··· Extract provided ···

I hate hate hate baggy jerseys and short shorts. Women's athletic wear should fit athletic women, yes? And should cover the parts that are most likely to get scraped up. I also totally agree with rt on the silliness of light, easily stained mountain bike clothes. It's like white shirts for toddlers, dumb! <-- Hey, that's the women's perspective part kicking in, eh? 
As to bike frames and parts, I personally dig black bikes and black or grey parts. My road bike is clear coat carbon fiber, my Turner is black. Mebbe that's just me, though.


----------



## formica (Jul 4, 2004)

I"m with these gals in that pink is not the be all to end all of feminine fashion, unless you are 6 years old. My bike is blue and I have a collection of blue, closeout/sale items and custom made items that is a real mishsegosh of color and design.

I do like to do the pink/bright/flower/color coordinated thing on rare occasion, but only as a joke ( example, sock guy "hottie" socks, or weasring matching sock, shorts and jersey when I go lift served DH)) . Sort of the "the more annoyed you are the more fun it is for me" type of thing.

I'm with the majority here in that fit and function and generally appealing things are more important than "feminine". We need things cut for women, not just men's stuff cut down. And, we want the same things guys wear. And, the same kind of selection. I get so sick of catalogs with 5 pages of mens' clothing, and one for women, with just two pastel and one flower jersey to choose from.


> I'll use Fox products as an example. Very cute, but not always well fitted or functional. They must not have any athletic women to get measurements. The openings to the arms are always restricting (hey, just cause I have rigid ss arms doesn't mean I'm "burly"), and the clothing always runs rather small. It's almost as though they only want the perfect girls to wear their clothing. Some of their stuff makes me feel downright fat! And this is coming from a women who wears anything from a size 1 to a size 4, depending on the brand. As far as functional, I have an issue with their cute but useless baggies, pathetic chamois. They can put a decent one in the men's, but to put lesser in the women's is saying, "Women don't really ride, they are just eye candy on the trail."


I don't know what company you are researching for, but get a decent fit model!!!! And remember that there are a lot of women out there who are not stick people. We have muscular athletic bodies. There are a lot of women out there who ride who are not small who want nice bike things too without having to buy men's.

··· Material provided ···

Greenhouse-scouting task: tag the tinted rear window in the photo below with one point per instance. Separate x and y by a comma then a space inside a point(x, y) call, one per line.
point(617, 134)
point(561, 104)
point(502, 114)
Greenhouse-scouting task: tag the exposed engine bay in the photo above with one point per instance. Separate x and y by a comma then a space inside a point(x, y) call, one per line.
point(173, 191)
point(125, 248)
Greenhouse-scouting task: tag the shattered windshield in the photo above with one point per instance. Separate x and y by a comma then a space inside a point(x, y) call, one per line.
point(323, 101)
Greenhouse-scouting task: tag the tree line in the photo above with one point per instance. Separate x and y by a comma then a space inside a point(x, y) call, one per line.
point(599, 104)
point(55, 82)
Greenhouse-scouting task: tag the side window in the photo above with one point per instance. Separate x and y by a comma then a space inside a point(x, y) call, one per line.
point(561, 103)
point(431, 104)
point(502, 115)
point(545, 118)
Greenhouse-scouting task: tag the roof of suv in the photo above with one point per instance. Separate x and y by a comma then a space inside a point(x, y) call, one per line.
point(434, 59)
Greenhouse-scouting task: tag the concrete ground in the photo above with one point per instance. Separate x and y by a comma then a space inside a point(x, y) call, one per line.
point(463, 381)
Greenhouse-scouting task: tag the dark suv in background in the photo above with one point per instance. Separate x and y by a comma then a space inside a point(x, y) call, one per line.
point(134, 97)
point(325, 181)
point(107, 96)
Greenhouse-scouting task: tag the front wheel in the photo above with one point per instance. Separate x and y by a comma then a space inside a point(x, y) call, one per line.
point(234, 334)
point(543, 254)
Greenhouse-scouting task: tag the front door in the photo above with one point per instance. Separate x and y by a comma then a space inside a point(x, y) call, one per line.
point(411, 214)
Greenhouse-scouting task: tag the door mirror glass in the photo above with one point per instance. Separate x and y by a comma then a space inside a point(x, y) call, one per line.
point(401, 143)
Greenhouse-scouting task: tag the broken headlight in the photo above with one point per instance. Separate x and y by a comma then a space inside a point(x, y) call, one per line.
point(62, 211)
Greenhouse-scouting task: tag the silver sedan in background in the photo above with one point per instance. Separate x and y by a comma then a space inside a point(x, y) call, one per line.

···

_Work instructions_
(a) Print the part of the forum thread on women's bike clothing that begins at the words "I hate hate" and stops after the words "color and design.", copying it word for word.
(b) In the listing, begin at the line that has "Greenhouse-scouting task: tag the front wheel" and stop after the line that has "point(411, 214)". Rewrite only those lines, requests included, scaling every point coordinate in the answers by 1.8 and rounding each result to a whole number, with halves rounded up.

_Task results_
(a)
I hate hate hate baggy jerseys and short shorts. Women's athletic wear should fit athletic women, yes? And should cover the parts that are most likely to get scraped up. I also totally agree with rt on the silliness of light, easily stained mountain bike clothes. It's like white shirts for toddlers, dumb! <-- Hey, that's the women's perspective part kicking in, eh? 
As to bike frames and parts, I personally dig black bikes and black or grey parts. My road bike is clear coat carbon fiber, my Turner is black. Mebbe that's just me, though.


----------



## formica (Jul 4, 2004)

I"m with these gals in that pink is not the be all to end all of feminine fashion, unless you are 6 years old. My bike is blue and I have a collection of blue, closeout/sale items and custom made items that is a real mishsegosh of color and design.

(b)
Greenhouse-scouting task: tag the front wheel in the photo above with one point per instance. Separate x and y by a comma then a space inside a point(x, y) call, one per line.
point(421, 601)
point(977, 457)
Greenhouse-scouting task: tag the front door in the photo above with one point per instance. Separate x and y by a comma then a space inside a point(x, y) call, one per line.
point(740, 385)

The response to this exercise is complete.